A word-for-word transcription of the data below is required.

## Dataset records
_____

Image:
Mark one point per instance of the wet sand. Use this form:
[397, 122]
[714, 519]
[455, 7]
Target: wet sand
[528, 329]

_____

## Response to the exercise
Image:
Mark one point per instance of the wet sand. Use this form:
[397, 122]
[714, 519]
[455, 7]
Target: wet sand
[528, 329]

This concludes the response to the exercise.